Work item:
Your task is to filter the entries and copy every line containing the string "green".

-----

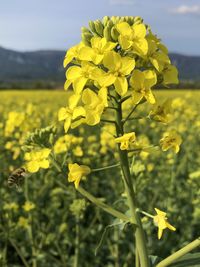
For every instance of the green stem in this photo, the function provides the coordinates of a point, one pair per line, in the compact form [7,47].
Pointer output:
[179,253]
[103,206]
[105,168]
[139,233]
[77,244]
[19,252]
[30,232]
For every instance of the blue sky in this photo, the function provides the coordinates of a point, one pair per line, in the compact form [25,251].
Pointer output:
[55,24]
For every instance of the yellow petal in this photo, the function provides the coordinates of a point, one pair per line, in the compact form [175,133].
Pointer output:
[160,232]
[103,93]
[150,97]
[44,164]
[32,166]
[136,97]
[112,61]
[139,30]
[121,85]
[78,111]
[140,46]
[73,101]
[67,84]
[150,78]
[73,73]
[170,226]
[137,79]
[89,97]
[62,114]
[124,42]
[79,84]
[67,124]
[128,64]
[86,53]
[124,28]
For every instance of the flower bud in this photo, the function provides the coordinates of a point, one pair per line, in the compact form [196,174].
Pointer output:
[92,26]
[114,34]
[107,33]
[105,20]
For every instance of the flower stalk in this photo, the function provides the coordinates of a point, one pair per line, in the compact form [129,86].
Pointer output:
[139,233]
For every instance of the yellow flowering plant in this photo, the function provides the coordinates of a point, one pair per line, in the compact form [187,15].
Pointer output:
[110,75]
[119,62]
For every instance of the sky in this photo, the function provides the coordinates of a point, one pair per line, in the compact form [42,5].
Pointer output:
[27,25]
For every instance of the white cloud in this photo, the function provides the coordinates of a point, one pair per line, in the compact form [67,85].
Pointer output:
[121,2]
[186,10]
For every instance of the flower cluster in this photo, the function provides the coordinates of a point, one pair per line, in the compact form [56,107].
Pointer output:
[118,55]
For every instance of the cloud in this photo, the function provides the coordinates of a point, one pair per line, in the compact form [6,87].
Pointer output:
[121,2]
[186,10]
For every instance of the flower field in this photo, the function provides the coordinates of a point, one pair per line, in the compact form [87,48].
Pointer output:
[45,221]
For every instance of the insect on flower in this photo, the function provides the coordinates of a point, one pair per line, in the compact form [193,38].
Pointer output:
[16,177]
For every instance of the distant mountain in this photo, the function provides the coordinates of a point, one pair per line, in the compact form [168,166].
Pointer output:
[29,66]
[188,66]
[47,66]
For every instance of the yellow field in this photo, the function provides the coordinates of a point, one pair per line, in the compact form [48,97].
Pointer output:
[56,216]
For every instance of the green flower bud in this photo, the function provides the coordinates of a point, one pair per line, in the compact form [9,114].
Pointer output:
[92,26]
[110,24]
[138,20]
[86,37]
[99,27]
[107,33]
[114,34]
[105,20]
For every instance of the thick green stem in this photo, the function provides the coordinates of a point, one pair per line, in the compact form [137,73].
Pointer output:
[139,233]
[175,256]
[77,244]
[29,229]
[103,206]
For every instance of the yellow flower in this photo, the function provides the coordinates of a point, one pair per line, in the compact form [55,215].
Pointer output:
[28,206]
[71,112]
[78,76]
[141,83]
[133,37]
[11,206]
[95,53]
[170,75]
[72,53]
[37,159]
[126,141]
[77,151]
[76,172]
[118,67]
[23,222]
[161,222]
[94,105]
[157,57]
[163,112]
[172,140]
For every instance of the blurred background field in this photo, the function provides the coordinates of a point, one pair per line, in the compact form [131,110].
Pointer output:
[58,225]
[49,231]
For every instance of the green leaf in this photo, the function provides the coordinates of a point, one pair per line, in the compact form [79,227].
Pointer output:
[106,229]
[191,259]
[154,260]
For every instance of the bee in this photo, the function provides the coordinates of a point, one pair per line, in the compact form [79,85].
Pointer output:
[16,177]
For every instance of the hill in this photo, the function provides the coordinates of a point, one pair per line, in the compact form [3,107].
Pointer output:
[46,67]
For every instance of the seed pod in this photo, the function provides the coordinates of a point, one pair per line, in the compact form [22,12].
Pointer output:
[99,27]
[92,26]
[114,34]
[105,20]
[86,37]
[138,20]
[107,33]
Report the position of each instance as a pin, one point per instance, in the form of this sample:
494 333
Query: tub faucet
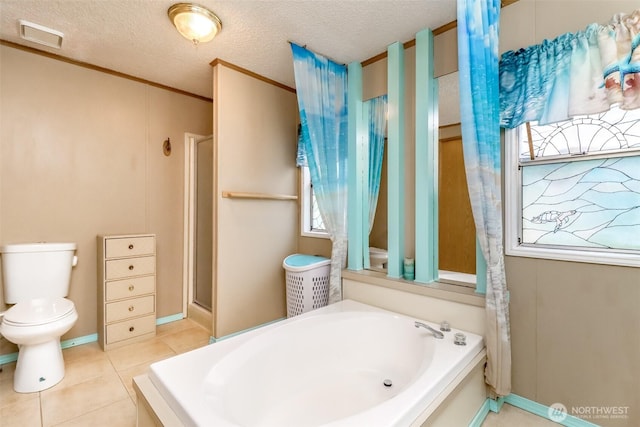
437 334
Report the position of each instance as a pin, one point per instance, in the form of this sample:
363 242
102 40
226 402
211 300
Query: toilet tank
36 270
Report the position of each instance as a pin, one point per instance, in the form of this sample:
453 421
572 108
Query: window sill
445 291
315 234
625 260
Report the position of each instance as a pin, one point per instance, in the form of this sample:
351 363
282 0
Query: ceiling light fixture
194 22
40 34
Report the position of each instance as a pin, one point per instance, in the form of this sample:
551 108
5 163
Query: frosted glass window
316 219
587 203
581 190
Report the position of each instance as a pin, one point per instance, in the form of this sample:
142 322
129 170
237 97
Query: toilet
378 257
36 278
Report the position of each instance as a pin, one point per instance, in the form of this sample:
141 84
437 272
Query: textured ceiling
135 37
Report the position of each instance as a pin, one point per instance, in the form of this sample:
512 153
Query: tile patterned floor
97 391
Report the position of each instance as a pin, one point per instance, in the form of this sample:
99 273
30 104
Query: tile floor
97 390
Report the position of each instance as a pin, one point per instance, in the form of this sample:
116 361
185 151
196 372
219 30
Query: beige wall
255 147
573 325
81 154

-----

Answer section:
For every instance of the green stem in this photo, the function provides the coordinates of a point, one pair per line, in the compact form [7,47].
For every instance of the green flower bud in this photo, the function provides the coordinates of a point, one pair per line, in the compact form [9,114].
For every instance of the thick green stem in this photo, the function provides the coordinates of a point, one pair per line, in the compact form [137,73].
For every instance of the green leaf in this photo, the function provides the coordinates of a point, one pair per line, in the compact form [79,227].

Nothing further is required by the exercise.